-- start of Data records --

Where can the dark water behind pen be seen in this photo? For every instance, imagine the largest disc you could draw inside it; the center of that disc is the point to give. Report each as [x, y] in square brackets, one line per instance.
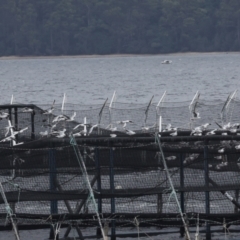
[135, 78]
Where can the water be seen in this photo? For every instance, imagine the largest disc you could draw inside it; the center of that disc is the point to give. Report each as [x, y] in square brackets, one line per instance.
[90, 80]
[135, 78]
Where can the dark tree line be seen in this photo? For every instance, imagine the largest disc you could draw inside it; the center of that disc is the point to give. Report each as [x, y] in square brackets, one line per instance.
[69, 27]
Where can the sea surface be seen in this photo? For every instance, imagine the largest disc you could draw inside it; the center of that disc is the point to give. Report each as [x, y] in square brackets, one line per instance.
[90, 80]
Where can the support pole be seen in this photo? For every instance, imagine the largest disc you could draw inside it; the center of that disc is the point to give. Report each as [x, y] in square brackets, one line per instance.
[16, 121]
[52, 177]
[207, 195]
[69, 208]
[85, 175]
[79, 207]
[182, 232]
[111, 164]
[32, 125]
[173, 189]
[9, 211]
[99, 185]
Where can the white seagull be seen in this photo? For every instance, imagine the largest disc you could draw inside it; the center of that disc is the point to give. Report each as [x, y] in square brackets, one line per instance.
[3, 115]
[166, 62]
[59, 133]
[91, 129]
[129, 132]
[80, 125]
[30, 110]
[48, 111]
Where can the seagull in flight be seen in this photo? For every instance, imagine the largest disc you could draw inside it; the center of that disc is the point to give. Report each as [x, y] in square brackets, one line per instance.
[30, 110]
[196, 115]
[124, 123]
[48, 111]
[72, 117]
[129, 132]
[3, 115]
[60, 133]
[8, 129]
[91, 129]
[80, 125]
[111, 128]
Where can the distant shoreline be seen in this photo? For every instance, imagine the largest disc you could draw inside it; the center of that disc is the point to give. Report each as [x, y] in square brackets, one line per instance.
[112, 55]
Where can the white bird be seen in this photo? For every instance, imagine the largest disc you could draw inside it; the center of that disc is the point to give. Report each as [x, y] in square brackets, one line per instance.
[196, 115]
[91, 129]
[48, 111]
[44, 133]
[166, 62]
[124, 123]
[146, 128]
[20, 131]
[77, 134]
[204, 126]
[8, 129]
[221, 150]
[171, 158]
[80, 125]
[196, 130]
[211, 132]
[113, 135]
[9, 138]
[72, 117]
[30, 110]
[129, 132]
[84, 132]
[3, 115]
[233, 130]
[191, 158]
[237, 147]
[59, 133]
[238, 162]
[59, 118]
[174, 134]
[111, 128]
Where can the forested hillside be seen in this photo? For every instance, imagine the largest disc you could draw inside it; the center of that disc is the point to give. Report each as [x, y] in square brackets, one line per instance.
[70, 27]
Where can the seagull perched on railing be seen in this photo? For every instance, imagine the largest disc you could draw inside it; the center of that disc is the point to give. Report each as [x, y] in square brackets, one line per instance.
[146, 128]
[129, 132]
[80, 125]
[8, 129]
[91, 129]
[20, 131]
[27, 109]
[59, 133]
[3, 115]
[72, 117]
[63, 117]
[111, 128]
[124, 123]
[9, 138]
[48, 111]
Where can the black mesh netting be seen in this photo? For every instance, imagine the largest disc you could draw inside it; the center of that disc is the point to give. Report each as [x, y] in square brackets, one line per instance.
[43, 181]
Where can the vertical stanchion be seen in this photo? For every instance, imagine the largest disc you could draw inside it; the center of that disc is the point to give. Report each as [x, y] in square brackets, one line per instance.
[113, 232]
[52, 177]
[207, 195]
[16, 121]
[182, 230]
[9, 212]
[98, 169]
[32, 125]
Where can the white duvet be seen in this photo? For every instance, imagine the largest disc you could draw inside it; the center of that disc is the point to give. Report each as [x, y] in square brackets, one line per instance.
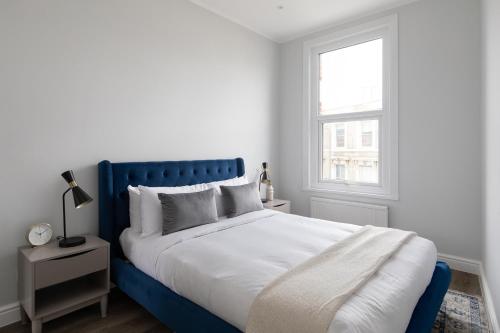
[224, 265]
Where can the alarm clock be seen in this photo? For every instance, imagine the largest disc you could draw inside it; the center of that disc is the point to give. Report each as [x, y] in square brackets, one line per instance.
[39, 234]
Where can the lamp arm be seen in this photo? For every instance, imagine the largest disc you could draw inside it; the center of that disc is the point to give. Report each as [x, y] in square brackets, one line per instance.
[64, 210]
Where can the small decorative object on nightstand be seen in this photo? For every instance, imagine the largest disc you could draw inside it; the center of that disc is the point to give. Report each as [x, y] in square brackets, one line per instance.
[54, 281]
[266, 180]
[279, 205]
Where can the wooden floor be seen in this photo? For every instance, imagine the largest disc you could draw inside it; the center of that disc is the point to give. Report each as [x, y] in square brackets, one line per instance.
[126, 316]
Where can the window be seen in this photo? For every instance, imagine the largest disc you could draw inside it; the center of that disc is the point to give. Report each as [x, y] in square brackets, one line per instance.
[367, 134]
[340, 131]
[350, 127]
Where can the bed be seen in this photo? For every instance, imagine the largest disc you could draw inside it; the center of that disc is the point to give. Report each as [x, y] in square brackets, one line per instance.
[175, 311]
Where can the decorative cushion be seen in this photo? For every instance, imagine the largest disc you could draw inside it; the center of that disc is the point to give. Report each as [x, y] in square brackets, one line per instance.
[187, 210]
[241, 199]
[151, 210]
[221, 209]
[134, 196]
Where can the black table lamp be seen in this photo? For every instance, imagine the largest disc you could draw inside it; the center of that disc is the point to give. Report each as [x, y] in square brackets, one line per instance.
[81, 198]
[264, 177]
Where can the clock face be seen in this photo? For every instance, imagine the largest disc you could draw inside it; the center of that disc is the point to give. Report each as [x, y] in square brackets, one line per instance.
[39, 234]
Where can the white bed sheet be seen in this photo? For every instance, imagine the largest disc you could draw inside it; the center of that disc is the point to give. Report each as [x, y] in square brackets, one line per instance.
[223, 266]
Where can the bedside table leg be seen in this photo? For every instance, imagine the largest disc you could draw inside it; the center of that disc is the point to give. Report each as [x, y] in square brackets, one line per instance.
[36, 326]
[104, 306]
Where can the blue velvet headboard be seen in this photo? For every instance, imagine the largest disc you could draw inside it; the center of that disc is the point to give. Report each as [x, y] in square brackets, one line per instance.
[115, 177]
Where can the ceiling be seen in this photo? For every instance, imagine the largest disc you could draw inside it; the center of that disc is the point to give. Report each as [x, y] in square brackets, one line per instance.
[284, 20]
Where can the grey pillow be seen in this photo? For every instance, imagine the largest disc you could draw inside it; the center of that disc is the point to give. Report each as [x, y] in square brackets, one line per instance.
[241, 199]
[187, 210]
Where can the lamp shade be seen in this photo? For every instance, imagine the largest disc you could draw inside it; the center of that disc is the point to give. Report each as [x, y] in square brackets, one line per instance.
[80, 197]
[264, 176]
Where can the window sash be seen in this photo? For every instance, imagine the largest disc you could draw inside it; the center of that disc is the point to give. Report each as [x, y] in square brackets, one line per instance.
[320, 178]
[385, 28]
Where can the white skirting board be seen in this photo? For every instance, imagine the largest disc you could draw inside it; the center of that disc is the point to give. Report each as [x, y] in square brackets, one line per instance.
[9, 314]
[488, 300]
[461, 264]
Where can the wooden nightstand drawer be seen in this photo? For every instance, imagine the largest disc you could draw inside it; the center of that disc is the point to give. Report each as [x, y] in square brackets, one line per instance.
[61, 269]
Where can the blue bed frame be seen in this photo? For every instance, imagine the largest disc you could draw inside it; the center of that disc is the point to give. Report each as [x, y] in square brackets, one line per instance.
[177, 312]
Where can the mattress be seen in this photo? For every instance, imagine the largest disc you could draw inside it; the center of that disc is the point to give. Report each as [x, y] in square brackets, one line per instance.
[223, 266]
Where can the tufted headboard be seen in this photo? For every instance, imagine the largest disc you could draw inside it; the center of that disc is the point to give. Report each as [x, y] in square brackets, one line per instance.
[115, 177]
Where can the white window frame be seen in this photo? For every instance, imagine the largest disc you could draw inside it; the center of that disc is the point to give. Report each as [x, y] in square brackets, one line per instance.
[386, 28]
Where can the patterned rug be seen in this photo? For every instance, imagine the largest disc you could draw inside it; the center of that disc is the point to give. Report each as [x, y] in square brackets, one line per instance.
[462, 313]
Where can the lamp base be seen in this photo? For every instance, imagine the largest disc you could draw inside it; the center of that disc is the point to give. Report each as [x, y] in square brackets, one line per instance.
[72, 241]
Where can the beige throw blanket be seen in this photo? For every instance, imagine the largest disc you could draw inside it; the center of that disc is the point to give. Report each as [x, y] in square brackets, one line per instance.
[306, 298]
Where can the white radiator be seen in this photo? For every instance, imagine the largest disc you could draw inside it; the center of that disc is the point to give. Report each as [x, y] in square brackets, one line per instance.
[349, 212]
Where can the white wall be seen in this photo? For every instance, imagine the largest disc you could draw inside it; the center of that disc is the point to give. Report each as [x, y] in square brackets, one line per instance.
[82, 81]
[491, 137]
[439, 124]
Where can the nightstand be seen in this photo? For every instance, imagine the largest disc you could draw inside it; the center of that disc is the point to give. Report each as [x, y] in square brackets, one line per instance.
[279, 205]
[54, 281]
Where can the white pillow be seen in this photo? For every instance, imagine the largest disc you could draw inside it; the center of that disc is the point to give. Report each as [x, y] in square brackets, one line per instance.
[221, 210]
[134, 208]
[151, 212]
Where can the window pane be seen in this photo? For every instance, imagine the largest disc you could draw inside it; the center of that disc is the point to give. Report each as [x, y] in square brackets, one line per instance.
[352, 156]
[351, 79]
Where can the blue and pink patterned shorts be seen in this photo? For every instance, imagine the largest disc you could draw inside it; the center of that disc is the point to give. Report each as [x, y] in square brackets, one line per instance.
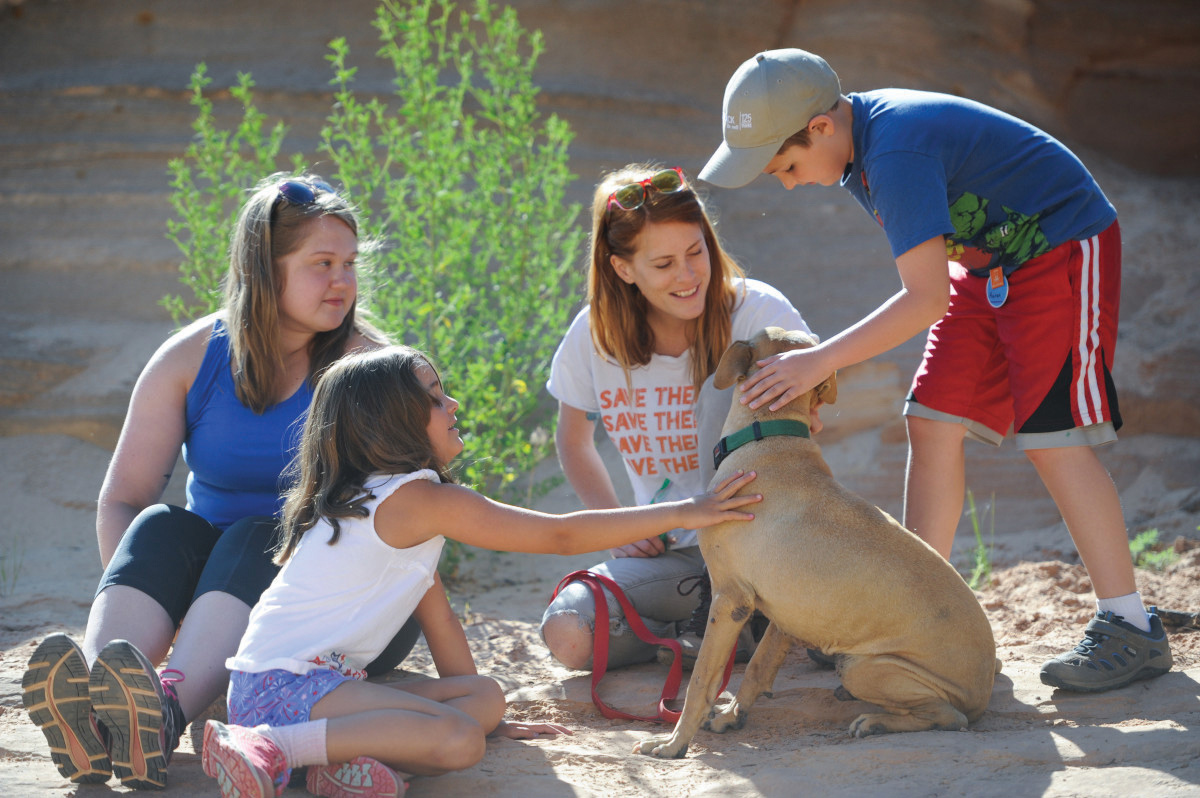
[279, 697]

-- end of Data records --

> [What to produce]
Starting with the line that contains "Where can the white wall", reproduce every line down to the end of the listing above, both endpoints included. Pictures stay out.

> [The reply]
Where can the white wall be seen in this photo? For every instance, imagine the largest disc you could draw inside it; the center of that disc is the point to give. Report each as [x, y] in square brackets, one line per instance.
[82, 81]
[491, 137]
[439, 124]
Where can the nightstand be seen in this photo? For every instance, imagine the largest disc you could draw inside it; the center of that disc is the point to give. Report each as [x, y] in square brackets, one line per instance.
[279, 205]
[54, 281]
Where can the white pillow be seen in this photo? For every instance, imagine the largest disc you could draw inside it; the center of that disc is the point to give. Report each as [x, y] in square brackets, one line per instance.
[221, 210]
[134, 208]
[151, 212]
Where can the window pane be seen in this photo? For every instance, imagine the largest disc you could draw inside it; the center of that disc is the point to give. Report each as [x, y] in square brackets, one line per instance.
[352, 156]
[351, 79]
Where can the blue and pink patterned shorts be seen in this photo? For every instance, imagine the largest disc you could draw inside it; the center of that disc is the point to give. Report each as [x, y] in square brackets, one line per instance.
[279, 697]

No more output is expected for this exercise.